··· EXCERPT TO READ ···

A small, nonrandomized simplification study recently evaluated the efficacy of raltegravir given once daily.
A group of 125 patients who were on a stable BID raltegravir-containing regimen with HIV RNA levels of <50 copies/mL was assigned to switch the raltegravir dosing to 800 mg QD (n = 63) or to continue raltegravir BID (n = 62), according to whether the antiretroviral (ARV) components of the subjects' individual background regimens required once- or twice-daily dosing. The two groups were adequately matched for baseline characteristics, and the median CD4 count was 536 cells/µL. All patients previously had been treated with regimens containing a protease inhibitor and had BID raltegravir substituted for a protease inhibitor before the initiation of the study.
Over a median follow-up period of 15 months, 1 patient in the once-daily raltegravir group developed virologic failure, compared with 4 patients in the twice-daily group; all 5 of these patients previously had experienced virologic failure on regimens containing nucleoside reverse transcriptase inhibitors (NRTIs). No details were given regarding the patients' previous ARV exposure or the resistance profiles of those experiencing virologic failure. Adherence rates were >90% in both groups. There were no significant differences between the groups in terms of CD4 cell counts or safety parameters.

···

▸ **REQUIRED TASKS**
1. In the raltegravir passage, what was the median CD4 count of the patients at baseline?
2. Rewrite the stretch of the raltegravir passage from "Over a median" through "or safety parameters.", swapping "Adherence rates" for "Compliance rates".
3. Please write what comes after the final sentence of the raltegravir passage.
The data that comes next has no connection to the raltegravir passage.

··· DATA LISTING ···

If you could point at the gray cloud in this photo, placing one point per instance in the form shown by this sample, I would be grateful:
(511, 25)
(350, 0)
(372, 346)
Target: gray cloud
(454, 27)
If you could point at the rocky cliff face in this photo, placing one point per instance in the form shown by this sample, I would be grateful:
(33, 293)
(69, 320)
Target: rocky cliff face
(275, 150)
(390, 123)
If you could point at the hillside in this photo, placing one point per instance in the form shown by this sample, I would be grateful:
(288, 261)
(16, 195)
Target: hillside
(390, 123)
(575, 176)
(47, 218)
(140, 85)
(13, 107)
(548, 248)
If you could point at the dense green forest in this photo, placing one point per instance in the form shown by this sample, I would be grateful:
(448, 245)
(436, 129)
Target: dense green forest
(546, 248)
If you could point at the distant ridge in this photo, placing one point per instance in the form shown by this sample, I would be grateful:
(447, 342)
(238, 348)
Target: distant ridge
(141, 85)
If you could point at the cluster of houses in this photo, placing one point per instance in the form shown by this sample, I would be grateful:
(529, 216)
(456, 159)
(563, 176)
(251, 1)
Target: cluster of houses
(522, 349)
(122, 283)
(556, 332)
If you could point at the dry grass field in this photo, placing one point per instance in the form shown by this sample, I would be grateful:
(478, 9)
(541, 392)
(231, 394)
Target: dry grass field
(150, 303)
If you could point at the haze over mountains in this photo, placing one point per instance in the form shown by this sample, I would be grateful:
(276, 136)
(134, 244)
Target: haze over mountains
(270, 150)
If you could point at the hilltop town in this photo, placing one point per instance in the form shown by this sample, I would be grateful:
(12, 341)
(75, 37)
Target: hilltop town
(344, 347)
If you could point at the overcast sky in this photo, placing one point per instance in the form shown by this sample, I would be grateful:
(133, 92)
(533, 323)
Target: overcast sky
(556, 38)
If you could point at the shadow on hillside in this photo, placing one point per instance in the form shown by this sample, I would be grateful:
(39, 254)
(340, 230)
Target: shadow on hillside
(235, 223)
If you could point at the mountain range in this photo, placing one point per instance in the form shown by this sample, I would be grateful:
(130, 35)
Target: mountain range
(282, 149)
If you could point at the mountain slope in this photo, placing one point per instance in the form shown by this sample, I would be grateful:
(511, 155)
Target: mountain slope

···

▸ **EXERCISE RESULTS**
1. 536 cells/µL

2.
Over a median follow-up period of 15 months, 1 patient in the once-daily raltegravir group developed virologic failure, compared with 4 patients in the twice-daily group; all 5 of these patients previously had experienced virologic failure on regimens containing nucleoside reverse transcriptase inhibitors (NRTIs). No details were given regarding the patients' previous ARV exposure or the resistance profiles of those experiencing virologic failure. Compliance rates were >90% in both groups. There were no significant differences between the groups in terms of CD4 cell counts or safety parameters.

3.
| Clinical Bottom Line|
Given the long intranuclear half-life of raltegravir, there is great interest in exploring possibilities for once-daily dosing of this medication. This small pilot study presented few details about characteristics that may predict the success or failure of raltegravir-containing regimens (such as drug levels, patients' treatment histories, or HIV resistance test results), and further pharmacokinetic and clinical studies will be needed to evaluate the efficacy of once-daily raltegravir dosing. As in other raltegravir simplification studies, it appears that a potent ARV background is crucial to the success of a raltegravir-containing regimen, and that, regardless of the specific dosing strategy, raltegravir must be used in combination with other fully active agents (see for example, Raltegravir Substitution for Lopinavir/Ritonavir [SWITCHMRK Study] in the Spring 2009 installment of HIV Meds Quarterly). Fortunately, several studies of QD raltegravir are now under way and the results of these hopefully will be available in the coming months.
Mena A, Blanco F, Cordoba M, et al. A pilot study assessing raltegravir QD versus BID in HIV patients included in a simplification trial. In: Program and abstracts of the 49th Interscience Conference on Antimicrobial Agents and Chemotherapy (ICAAC 2009); September 12-15, 2009; San Francisco. Abstract H-920.